■ Work to be completed
Rewrite the rows starting at the line containing "like [(448, 242)]." and ending at the line containing "269), (534, 277)]", changing "curly hair" to "wavy hair" and leaving everything else as it is.

━━━━━ Provided material

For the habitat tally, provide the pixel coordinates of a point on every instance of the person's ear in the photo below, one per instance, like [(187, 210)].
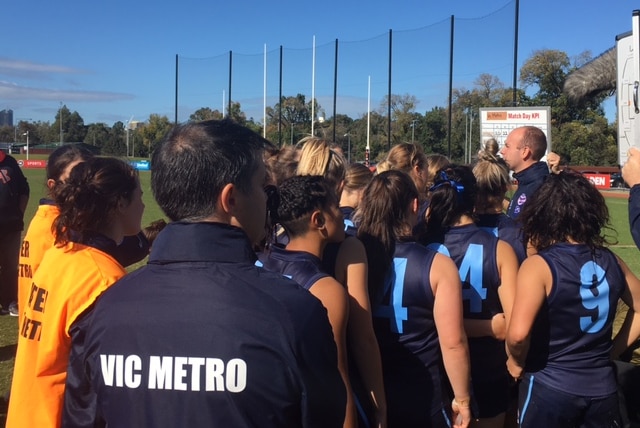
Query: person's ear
[(317, 219), (227, 200)]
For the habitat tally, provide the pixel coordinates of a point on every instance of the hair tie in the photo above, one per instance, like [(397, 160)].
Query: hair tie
[(444, 179), (273, 201)]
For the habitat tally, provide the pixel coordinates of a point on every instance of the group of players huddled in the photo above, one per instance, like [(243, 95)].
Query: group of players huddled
[(291, 289)]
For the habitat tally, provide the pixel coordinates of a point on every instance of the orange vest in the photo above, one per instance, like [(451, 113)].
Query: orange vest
[(38, 239), (67, 282)]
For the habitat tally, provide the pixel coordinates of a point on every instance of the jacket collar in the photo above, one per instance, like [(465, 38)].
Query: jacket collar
[(532, 173), (204, 242)]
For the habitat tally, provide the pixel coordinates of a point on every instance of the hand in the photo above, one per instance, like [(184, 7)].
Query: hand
[(461, 416), (499, 326), (514, 368), (553, 160), (631, 168)]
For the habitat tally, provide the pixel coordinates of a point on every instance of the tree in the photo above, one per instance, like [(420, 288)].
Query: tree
[(205, 113), (296, 115), (114, 144), (152, 133), (98, 134)]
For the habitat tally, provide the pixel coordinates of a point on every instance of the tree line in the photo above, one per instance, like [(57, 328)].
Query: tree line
[(581, 134)]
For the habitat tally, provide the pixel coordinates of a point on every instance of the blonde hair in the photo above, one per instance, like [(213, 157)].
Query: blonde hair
[(405, 156), (317, 157), (491, 147), (357, 177), (435, 163), (282, 164), (492, 178)]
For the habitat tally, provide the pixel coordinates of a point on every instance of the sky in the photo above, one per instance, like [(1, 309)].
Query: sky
[(115, 60)]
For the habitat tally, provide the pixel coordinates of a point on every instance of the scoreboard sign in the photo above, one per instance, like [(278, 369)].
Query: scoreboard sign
[(498, 122)]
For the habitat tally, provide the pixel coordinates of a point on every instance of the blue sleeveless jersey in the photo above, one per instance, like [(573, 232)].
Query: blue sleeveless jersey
[(407, 336), (300, 266), (506, 229), (350, 228), (571, 337), (474, 252)]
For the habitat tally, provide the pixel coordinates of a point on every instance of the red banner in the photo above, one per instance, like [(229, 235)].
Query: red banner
[(601, 181), (32, 163)]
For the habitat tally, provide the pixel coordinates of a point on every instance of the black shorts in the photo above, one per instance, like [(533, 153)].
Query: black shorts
[(491, 397)]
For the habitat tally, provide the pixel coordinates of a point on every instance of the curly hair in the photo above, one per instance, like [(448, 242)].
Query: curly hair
[(452, 196), (382, 220), (566, 207), (90, 195), (297, 198), (493, 181)]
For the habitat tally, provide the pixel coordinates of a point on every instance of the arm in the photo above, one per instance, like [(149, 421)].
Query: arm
[(630, 330), (351, 267), (447, 314), (323, 397), (496, 327), (334, 298), (508, 269), (534, 277)]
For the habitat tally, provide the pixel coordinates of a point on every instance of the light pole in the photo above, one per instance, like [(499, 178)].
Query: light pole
[(60, 118), (27, 134), (348, 135), (292, 133), (413, 129)]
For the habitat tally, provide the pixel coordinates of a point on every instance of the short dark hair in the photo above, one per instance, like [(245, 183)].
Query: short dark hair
[(61, 157), (298, 197), (452, 195), (566, 205), (90, 195), (196, 160), (534, 138)]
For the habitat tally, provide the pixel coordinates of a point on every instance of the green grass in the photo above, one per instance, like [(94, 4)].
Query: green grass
[(625, 248)]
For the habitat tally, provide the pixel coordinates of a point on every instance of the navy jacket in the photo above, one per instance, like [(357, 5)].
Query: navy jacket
[(528, 182), (13, 185), (634, 213), (202, 337)]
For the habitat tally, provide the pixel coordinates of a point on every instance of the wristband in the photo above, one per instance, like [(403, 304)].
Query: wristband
[(461, 403)]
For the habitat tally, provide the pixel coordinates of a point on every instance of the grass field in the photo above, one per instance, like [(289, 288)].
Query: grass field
[(620, 234)]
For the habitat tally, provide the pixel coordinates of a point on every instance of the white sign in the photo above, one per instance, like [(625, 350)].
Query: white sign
[(627, 88), (498, 122)]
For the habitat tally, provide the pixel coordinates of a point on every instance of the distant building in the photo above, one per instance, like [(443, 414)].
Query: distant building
[(6, 118)]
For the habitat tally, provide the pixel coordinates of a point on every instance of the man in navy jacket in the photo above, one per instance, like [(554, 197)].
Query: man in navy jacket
[(201, 336), (522, 151)]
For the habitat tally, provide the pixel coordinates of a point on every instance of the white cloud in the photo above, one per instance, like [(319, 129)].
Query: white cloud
[(13, 91), (33, 70)]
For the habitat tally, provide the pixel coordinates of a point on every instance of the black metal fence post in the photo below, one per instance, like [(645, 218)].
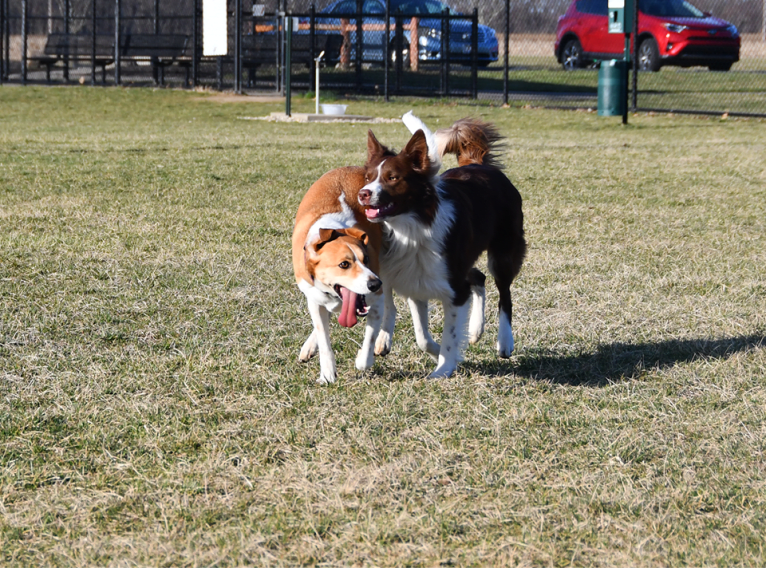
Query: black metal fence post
[(398, 48), (359, 43), (280, 22), (117, 10), (288, 64), (447, 55), (386, 51), (67, 15), (312, 45), (443, 48), (93, 45), (634, 56), (2, 41), (195, 45), (475, 54), (507, 42), (238, 47), (24, 30), (7, 40)]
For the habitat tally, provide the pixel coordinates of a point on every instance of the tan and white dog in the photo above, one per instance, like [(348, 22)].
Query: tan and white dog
[(335, 259)]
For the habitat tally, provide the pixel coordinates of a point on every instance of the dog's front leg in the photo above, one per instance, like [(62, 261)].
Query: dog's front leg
[(366, 358), (386, 333), (453, 338), (309, 348), (419, 311), (320, 317)]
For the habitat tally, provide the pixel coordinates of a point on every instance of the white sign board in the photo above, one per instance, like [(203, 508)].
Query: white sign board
[(214, 28)]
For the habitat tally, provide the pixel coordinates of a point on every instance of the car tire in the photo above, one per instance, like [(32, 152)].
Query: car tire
[(405, 55), (649, 56), (571, 55)]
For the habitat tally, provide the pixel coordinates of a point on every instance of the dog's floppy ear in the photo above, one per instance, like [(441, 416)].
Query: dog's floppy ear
[(417, 151), (374, 148), (325, 236), (358, 234)]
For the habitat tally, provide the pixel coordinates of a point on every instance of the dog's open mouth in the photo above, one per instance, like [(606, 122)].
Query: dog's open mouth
[(380, 212), (354, 306)]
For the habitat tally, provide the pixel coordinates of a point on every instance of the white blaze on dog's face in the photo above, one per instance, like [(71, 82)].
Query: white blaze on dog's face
[(338, 263), (397, 183)]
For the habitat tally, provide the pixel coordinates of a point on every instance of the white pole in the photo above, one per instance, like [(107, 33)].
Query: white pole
[(317, 60)]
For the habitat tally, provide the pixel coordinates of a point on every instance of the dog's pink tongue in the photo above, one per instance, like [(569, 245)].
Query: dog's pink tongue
[(347, 317)]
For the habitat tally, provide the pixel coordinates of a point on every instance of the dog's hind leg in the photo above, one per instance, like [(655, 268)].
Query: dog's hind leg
[(320, 317), (478, 300), (384, 340), (366, 358), (419, 311), (504, 268), (310, 348), (453, 338)]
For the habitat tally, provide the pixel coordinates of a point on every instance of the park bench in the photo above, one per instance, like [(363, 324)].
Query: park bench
[(77, 48), (160, 50), (261, 49)]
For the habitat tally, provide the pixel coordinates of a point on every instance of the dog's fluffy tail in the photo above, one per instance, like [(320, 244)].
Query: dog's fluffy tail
[(473, 142)]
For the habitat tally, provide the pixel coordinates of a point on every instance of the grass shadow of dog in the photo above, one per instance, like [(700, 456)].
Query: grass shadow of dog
[(616, 362)]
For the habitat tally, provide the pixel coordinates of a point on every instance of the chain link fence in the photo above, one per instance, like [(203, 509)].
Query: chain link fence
[(388, 48)]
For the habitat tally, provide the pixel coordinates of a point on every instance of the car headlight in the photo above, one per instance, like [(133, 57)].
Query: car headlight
[(675, 28), (432, 34)]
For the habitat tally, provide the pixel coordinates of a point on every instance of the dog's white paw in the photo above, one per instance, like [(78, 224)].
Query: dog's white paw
[(475, 334), (443, 371), (364, 360), (309, 348), (505, 342), (326, 378), (383, 344)]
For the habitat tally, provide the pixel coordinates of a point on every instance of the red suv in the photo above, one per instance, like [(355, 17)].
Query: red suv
[(670, 32)]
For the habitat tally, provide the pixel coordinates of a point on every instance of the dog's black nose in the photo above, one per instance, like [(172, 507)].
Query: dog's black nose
[(374, 285)]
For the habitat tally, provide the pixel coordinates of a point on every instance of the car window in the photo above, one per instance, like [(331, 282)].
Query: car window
[(592, 7), (670, 9), (373, 7), (346, 7), (418, 6)]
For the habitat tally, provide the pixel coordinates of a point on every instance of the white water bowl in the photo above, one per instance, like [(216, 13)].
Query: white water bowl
[(334, 109)]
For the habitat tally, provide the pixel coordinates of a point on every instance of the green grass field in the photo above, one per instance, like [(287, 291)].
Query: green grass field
[(153, 411)]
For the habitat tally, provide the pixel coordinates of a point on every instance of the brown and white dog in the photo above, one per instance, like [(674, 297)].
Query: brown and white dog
[(435, 227), (335, 259)]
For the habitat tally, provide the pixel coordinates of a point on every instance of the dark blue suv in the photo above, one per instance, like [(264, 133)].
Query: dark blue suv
[(429, 39)]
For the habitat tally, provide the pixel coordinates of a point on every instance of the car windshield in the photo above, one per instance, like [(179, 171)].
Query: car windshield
[(418, 6), (670, 9)]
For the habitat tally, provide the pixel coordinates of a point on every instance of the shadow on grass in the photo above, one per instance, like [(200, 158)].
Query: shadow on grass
[(617, 362)]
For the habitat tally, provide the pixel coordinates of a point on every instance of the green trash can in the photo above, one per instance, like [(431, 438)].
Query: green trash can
[(612, 87)]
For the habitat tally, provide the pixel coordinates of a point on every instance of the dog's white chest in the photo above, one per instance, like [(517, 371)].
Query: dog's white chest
[(414, 263)]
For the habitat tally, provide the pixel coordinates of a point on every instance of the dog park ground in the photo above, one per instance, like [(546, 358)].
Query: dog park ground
[(153, 411)]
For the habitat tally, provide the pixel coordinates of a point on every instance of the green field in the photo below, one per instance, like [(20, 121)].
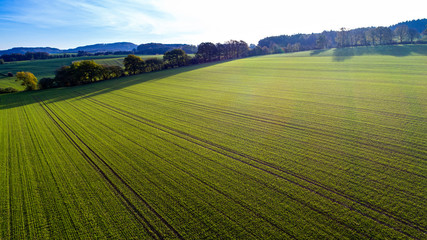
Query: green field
[(314, 145)]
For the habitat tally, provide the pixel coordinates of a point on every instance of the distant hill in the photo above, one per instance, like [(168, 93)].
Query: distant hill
[(23, 50), (149, 48), (419, 25), (159, 48), (109, 47)]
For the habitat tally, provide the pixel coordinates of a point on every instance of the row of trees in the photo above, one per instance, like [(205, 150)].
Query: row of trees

━━━━━━━━━━

■ Task output
For the habitat tally, provide the pixel coordinates of a point on every instance of the wavy hair in the photo above, one per instance, like [(448, 242)].
Query: wavy hair
[(452, 196), (382, 220), (566, 207), (90, 195), (297, 198), (493, 181)]
For the habitat tally, provide the pixel coordinates of a point on every instance of the arm in the photo above, one per instance, like [(149, 421)].
Query: arm
[(630, 330), (351, 267), (447, 314), (323, 397), (496, 327), (334, 298), (508, 269), (534, 277)]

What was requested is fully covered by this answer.